▶ _Work instructions_: Some lines in the material below hold the word "soldier". Copy all of them.
Data provided START
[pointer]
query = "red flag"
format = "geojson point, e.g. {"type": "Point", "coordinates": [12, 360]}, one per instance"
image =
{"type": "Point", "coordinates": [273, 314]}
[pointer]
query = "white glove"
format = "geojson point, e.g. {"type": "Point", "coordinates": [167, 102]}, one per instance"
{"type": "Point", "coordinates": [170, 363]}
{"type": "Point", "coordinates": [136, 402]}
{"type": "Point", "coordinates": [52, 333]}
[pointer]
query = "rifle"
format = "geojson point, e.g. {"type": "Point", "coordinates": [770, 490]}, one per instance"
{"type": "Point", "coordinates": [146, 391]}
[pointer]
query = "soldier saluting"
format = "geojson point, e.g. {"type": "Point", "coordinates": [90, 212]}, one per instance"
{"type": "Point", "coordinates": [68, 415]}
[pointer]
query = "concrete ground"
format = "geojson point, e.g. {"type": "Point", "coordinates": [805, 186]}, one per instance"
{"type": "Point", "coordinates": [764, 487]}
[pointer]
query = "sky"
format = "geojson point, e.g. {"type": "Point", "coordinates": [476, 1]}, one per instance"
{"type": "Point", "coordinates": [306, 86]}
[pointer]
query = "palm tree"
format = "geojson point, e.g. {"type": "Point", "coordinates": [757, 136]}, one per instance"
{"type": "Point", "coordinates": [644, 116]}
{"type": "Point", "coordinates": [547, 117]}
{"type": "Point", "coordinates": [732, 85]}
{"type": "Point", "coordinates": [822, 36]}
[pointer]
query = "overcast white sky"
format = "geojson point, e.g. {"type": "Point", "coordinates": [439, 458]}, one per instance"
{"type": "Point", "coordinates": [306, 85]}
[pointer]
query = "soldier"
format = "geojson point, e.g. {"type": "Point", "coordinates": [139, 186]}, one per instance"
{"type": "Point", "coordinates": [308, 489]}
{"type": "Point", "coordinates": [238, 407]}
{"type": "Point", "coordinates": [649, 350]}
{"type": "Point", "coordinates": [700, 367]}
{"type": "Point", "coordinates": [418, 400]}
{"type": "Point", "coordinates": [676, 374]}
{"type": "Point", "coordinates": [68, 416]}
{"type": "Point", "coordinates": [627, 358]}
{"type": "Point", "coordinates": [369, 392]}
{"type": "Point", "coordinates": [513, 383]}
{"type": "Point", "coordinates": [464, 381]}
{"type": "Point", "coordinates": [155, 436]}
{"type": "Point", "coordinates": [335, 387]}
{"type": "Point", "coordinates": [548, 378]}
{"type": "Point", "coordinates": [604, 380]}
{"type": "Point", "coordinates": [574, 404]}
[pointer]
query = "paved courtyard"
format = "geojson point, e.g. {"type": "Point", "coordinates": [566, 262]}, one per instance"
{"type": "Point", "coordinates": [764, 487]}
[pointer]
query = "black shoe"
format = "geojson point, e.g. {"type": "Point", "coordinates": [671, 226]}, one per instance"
Data provided END
▶ _Answer section_:
query = "soldier saluting"
query = "soldier"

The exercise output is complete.